STUDY TEXT:
#####

How Has Technology Changed Music?

We’ve all been there…dorm rooms wide open and music blasting.  Neighbors having a loud backyard barbecue.  Construction sending a visceral sound wave through the office building.

The digital age has brought an added component – the ability to shut ourselves off from our surroundings.  Earbuds are cheap and ubiquitous.  At work, in the car, on bikes, walking paths, in the gym…they are everywhere.

“We are not only able to break down the components of what makes a noise noisy; we’re also able to control sonic inputs at the level of the individual human. We’re able to customize our lives with music and podcasts and videos that stream to our ears alone.”

What price to we pay for this digital isolation?  On the one hand, we can instantly share anything with anyone.  On the other hand, we effectively shut ourselves off from everyone.  Another cost is a very personal one.  The ability to hear the world around us.  The music world recently lost one of it’s greatest ambassadors with the death of Mark Flugge.

#####

MATERIAL SUPPLIED:

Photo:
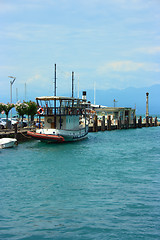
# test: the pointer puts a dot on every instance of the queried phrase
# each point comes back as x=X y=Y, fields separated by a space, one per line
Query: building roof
x=47 y=98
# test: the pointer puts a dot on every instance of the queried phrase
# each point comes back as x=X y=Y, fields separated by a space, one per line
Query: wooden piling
x=140 y=122
x=15 y=131
x=119 y=123
x=103 y=124
x=134 y=122
x=109 y=123
x=127 y=123
x=151 y=124
x=95 y=124
x=155 y=122
x=147 y=121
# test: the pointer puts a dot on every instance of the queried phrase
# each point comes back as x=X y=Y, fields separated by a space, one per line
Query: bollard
x=151 y=125
x=140 y=122
x=109 y=123
x=147 y=121
x=15 y=131
x=103 y=124
x=155 y=122
x=119 y=123
x=134 y=122
x=127 y=123
x=95 y=126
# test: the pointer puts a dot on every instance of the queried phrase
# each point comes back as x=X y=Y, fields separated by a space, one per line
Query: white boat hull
x=7 y=142
x=68 y=135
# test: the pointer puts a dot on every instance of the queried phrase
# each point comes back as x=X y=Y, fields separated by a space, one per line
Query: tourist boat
x=8 y=142
x=61 y=119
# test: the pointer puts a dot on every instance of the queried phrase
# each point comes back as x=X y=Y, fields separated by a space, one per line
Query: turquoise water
x=105 y=187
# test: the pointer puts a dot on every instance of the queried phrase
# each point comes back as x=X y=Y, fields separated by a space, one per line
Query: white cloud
x=149 y=50
x=128 y=66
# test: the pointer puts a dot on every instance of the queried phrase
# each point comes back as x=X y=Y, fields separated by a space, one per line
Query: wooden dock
x=101 y=125
x=20 y=134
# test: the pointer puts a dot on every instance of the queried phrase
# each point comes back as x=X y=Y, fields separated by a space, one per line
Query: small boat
x=60 y=119
x=8 y=142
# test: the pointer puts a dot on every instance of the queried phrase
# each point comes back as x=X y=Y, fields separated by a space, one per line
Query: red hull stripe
x=45 y=136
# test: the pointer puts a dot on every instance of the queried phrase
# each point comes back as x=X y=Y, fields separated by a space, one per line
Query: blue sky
x=113 y=43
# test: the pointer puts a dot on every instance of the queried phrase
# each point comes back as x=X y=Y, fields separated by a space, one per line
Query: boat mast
x=55 y=95
x=72 y=84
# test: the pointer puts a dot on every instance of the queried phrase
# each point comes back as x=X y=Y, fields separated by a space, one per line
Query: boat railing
x=49 y=111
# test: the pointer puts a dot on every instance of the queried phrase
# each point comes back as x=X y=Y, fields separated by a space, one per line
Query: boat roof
x=47 y=98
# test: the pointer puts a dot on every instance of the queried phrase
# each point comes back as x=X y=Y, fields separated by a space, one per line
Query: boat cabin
x=60 y=112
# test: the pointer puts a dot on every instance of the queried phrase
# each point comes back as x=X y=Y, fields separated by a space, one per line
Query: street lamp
x=11 y=83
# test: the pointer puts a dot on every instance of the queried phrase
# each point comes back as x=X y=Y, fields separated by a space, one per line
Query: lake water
x=105 y=187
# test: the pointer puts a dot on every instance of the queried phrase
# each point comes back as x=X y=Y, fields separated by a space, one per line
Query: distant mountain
x=129 y=97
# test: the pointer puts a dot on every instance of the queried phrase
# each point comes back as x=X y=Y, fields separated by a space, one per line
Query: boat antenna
x=94 y=93
x=55 y=80
x=72 y=84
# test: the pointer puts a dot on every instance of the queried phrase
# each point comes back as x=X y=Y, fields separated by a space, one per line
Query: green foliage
x=7 y=107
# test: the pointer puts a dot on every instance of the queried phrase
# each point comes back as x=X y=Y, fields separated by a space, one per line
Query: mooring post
x=15 y=131
x=151 y=125
x=140 y=122
x=103 y=124
x=127 y=122
x=119 y=123
x=155 y=122
x=109 y=123
x=147 y=121
x=134 y=122
x=95 y=124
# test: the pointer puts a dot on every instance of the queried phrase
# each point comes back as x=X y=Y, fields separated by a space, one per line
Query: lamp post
x=11 y=83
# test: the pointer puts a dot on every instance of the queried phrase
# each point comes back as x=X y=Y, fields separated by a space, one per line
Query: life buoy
x=40 y=111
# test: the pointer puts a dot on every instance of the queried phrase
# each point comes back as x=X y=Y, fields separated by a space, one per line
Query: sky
x=112 y=44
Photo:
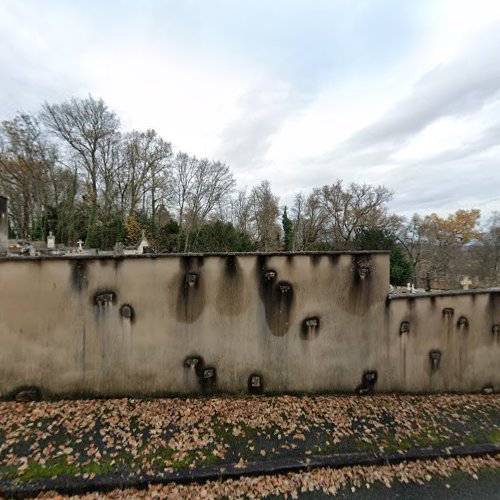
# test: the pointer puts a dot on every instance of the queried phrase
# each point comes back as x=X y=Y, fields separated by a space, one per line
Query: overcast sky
x=300 y=92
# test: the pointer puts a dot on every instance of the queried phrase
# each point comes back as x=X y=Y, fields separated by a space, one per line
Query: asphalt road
x=459 y=486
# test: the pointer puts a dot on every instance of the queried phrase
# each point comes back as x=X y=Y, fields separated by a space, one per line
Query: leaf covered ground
x=127 y=437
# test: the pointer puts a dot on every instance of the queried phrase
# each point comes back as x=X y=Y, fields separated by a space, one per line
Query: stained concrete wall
x=166 y=324
x=4 y=225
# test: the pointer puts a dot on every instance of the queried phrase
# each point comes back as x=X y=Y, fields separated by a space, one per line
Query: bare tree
x=88 y=127
x=198 y=187
x=145 y=172
x=27 y=172
x=351 y=208
x=265 y=211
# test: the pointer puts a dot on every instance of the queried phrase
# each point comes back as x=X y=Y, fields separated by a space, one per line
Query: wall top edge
x=177 y=255
x=447 y=293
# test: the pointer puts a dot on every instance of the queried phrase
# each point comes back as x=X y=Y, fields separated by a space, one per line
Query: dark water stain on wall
x=278 y=299
x=190 y=290
x=315 y=259
x=79 y=276
x=232 y=294
x=360 y=286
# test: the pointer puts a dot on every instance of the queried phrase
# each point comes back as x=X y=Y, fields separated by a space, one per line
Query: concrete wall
x=146 y=325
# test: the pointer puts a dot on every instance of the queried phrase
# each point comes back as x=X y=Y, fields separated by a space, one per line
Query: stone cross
x=466 y=282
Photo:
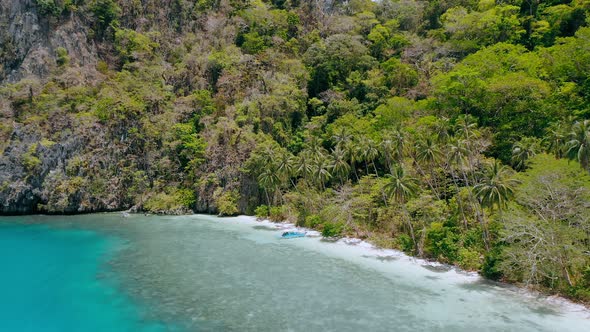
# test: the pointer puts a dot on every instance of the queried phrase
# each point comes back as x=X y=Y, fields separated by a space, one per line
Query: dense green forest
x=455 y=130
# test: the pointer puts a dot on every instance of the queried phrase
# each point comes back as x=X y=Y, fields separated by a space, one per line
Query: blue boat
x=292 y=235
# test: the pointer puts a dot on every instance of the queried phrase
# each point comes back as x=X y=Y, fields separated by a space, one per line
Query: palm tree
x=494 y=190
x=466 y=126
x=496 y=187
x=367 y=150
x=269 y=181
x=303 y=164
x=340 y=166
x=556 y=139
x=428 y=153
x=285 y=166
x=522 y=151
x=401 y=187
x=341 y=138
x=320 y=167
x=579 y=143
x=351 y=153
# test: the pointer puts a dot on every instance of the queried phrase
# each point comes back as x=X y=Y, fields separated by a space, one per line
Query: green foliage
x=106 y=14
x=62 y=57
x=30 y=160
x=227 y=203
x=132 y=45
x=442 y=243
x=386 y=120
x=262 y=212
x=277 y=214
x=331 y=229
x=49 y=7
x=173 y=200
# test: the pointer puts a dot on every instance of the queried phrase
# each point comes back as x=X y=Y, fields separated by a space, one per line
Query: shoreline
x=564 y=303
x=382 y=254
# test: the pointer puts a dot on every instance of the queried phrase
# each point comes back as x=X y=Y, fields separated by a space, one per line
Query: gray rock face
x=21 y=189
x=28 y=41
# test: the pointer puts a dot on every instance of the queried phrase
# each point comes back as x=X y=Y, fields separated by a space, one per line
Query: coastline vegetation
x=454 y=130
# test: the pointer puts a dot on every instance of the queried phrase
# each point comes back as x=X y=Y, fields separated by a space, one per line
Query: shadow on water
x=438 y=268
x=264 y=228
x=382 y=258
x=329 y=240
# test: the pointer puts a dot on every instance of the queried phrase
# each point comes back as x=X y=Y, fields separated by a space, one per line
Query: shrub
x=261 y=212
x=174 y=200
x=331 y=229
x=442 y=242
x=30 y=160
x=405 y=243
x=277 y=214
x=313 y=221
x=227 y=203
x=469 y=259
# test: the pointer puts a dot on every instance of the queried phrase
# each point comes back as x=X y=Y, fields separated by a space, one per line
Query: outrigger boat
x=292 y=235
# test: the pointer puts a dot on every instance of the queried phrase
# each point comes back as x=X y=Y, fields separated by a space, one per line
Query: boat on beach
x=292 y=234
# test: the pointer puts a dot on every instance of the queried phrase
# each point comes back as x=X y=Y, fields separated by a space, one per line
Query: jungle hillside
x=454 y=130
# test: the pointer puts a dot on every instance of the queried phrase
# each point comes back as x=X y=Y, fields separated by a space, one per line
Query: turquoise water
x=51 y=281
x=105 y=272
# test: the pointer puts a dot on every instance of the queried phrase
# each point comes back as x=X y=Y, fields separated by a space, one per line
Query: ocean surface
x=107 y=272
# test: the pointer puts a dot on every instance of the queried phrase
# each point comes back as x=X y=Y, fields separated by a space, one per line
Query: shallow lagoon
x=104 y=272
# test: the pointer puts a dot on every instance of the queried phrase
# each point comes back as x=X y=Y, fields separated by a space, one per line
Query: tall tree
x=579 y=144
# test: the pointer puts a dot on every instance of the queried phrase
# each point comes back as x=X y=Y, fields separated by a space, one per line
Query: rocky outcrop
x=24 y=166
x=29 y=41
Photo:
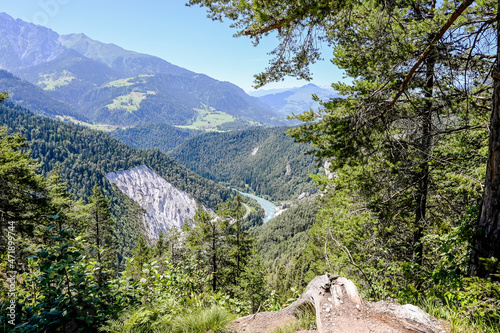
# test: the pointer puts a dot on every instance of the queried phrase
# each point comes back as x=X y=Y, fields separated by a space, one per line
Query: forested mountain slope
x=107 y=84
x=264 y=161
x=83 y=157
x=148 y=136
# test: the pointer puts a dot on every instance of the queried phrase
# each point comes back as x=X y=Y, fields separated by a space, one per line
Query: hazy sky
x=168 y=29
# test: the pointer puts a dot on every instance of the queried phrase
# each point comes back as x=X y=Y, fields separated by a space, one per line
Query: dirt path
x=339 y=308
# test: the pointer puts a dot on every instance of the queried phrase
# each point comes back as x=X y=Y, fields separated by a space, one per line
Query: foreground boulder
x=339 y=308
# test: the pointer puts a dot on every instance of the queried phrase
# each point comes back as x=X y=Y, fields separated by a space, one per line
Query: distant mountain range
x=294 y=100
x=103 y=83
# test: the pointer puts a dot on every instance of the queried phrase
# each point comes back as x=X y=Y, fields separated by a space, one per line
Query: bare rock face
x=166 y=205
x=339 y=308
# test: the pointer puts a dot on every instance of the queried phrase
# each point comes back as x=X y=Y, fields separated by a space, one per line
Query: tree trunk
x=487 y=243
x=425 y=150
x=338 y=307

#####

YOUR TASK: From the piece on how technology has changed music above, copy word for word the passage that begins with the words containing "The digital age" and ends with "of Mark Flugge.".

RESULT BELOW:
The digital age has brought an added component – the ability to shut ourselves off from our surroundings.  Earbuds are cheap and ubiquitous.  At work, in the car, on bikes, walking paths, in the gym…they are everywhere.

“We are not only able to break down the components of what makes a noise noisy; we’re also able to control sonic inputs at the level of the individual human. We’re able to customize our lives with music and podcasts and videos that stream to our ears alone.”

What price to we pay for this digital isolation?  On the one hand, we can instantly share anything with anyone.  On the other hand, we effectively shut ourselves off from everyone.  Another cost is a very personal one.  The ability to hear the world around us.  The music world recently lost one of it’s greatest ambassadors with the death of Mark Flugge.